**Instruções:**
Transcreva fielmente a passagem do texto sobre a inflação em Natal situada entre "A seca manteve" e "fora de domicílio.", inclusive.

**Trecho selecionado:**
▬▬▬▬▬▬▬▬▬▬
Uma combinação explosiva de seca, aumento do dólar, reajuste dos combustíveis e realinhamento de tarifas dos transportes de massa levaram a inflação de Natal para a casa de dois dígitos. 2015 chegou ao fim com o Índice de Preços ao Consumidor (IPC) acumulado de 10,05%, segundo a Coordenadoria de Estudos Socioeconômicos, do Instituto de Desenvolvimento Sustentável e Meio Ambiente do Rio Grande do Norte (Idema/RN). Em dezembro a inflação foi de 0,95%, impulsionada pelo reajuste de preços da margarina, que subiu 13,54%; do açúcar (13,41%), do óleo de cozinha (8,62%) e do feijão (6,57%).
A seca manteve sob pressão os preços de produtos como tomate, batata inglesa, cebola, cenoura, produzidos no Nordeste. A alta do dólar teve impacto nas despesas das famílias de classe média, elevando gastos com transportes, bebidas e alimentação fora de domicílio.
Em julho, a prefeitura do Natal e o Departamento Estadual de Estradas de Rodagens (DER) reajustaram as passagens dos transportes coletivos em 12,7%. O porcentual elevado foi justificado como necessário em função da defasagem provocada pelo congelamento das tarifas após os protestos que ficaram conhecidos como “jornadas de junho de 2013”.
▬▬▬▬▬▬▬▬▬▬
(Dados de máscaras de segmentação)
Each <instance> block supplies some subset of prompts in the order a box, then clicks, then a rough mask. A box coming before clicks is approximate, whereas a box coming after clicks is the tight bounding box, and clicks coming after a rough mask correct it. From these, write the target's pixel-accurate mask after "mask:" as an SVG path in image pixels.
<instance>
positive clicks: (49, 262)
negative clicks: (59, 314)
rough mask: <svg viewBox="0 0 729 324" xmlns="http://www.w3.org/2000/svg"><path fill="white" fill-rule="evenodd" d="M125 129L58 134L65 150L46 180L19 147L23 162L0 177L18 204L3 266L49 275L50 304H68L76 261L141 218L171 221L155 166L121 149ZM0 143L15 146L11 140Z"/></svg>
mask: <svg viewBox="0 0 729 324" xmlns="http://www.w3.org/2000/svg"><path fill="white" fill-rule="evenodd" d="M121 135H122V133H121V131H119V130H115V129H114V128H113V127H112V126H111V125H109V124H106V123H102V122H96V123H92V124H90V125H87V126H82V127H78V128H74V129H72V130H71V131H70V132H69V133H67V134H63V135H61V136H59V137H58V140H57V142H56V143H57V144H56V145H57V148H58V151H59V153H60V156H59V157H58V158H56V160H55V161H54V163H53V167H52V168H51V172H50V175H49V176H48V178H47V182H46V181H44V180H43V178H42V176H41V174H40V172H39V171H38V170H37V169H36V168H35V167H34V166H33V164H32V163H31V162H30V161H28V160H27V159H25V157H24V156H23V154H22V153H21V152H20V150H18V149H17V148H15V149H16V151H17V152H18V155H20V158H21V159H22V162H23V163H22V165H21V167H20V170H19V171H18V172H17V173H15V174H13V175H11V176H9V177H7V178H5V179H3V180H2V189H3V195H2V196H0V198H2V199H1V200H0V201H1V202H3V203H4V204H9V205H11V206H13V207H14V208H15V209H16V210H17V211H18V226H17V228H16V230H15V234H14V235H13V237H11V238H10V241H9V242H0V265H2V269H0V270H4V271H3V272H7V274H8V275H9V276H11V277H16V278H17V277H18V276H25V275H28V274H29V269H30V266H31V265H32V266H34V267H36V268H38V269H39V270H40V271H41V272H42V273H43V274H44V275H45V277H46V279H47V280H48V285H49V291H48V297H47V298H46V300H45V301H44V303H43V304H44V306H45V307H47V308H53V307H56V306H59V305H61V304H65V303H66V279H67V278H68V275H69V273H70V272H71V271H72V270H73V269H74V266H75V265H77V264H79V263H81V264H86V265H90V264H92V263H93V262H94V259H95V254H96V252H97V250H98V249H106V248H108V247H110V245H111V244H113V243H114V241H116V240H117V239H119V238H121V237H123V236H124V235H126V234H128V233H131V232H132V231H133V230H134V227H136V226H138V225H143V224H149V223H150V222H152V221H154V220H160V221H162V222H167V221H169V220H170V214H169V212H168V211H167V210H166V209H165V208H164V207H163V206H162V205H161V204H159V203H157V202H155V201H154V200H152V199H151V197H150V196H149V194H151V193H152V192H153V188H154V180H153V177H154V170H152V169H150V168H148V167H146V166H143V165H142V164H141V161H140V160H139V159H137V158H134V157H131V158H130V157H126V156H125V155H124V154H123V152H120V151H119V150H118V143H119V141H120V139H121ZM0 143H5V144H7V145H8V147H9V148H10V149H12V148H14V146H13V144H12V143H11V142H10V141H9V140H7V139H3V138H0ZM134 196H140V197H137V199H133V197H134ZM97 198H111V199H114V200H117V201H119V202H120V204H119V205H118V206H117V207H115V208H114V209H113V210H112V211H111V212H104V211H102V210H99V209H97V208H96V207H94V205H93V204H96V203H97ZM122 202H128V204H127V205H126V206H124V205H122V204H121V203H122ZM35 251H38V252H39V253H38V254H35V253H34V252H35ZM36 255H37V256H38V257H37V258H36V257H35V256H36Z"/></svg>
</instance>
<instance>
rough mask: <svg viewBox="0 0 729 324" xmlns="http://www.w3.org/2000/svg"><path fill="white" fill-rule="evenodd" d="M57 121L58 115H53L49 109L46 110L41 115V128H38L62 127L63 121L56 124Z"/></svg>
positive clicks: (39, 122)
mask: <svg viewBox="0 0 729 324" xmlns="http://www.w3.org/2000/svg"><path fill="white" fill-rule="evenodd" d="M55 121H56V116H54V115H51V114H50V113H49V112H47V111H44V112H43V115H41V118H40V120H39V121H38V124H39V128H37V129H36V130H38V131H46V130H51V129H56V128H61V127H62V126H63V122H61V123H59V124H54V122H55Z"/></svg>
▬▬▬▬▬▬▬▬▬▬
**Resposta do exercício:**
A seca manteve sob pressão os preços de produtos como tomate, batata inglesa, cebola, cenoura, produzidos no Nordeste. A alta do dólar teve impacto nas despesas das famílias de classe média, elevando gastos com transportes, bebidas e alimentação fora de domicílio.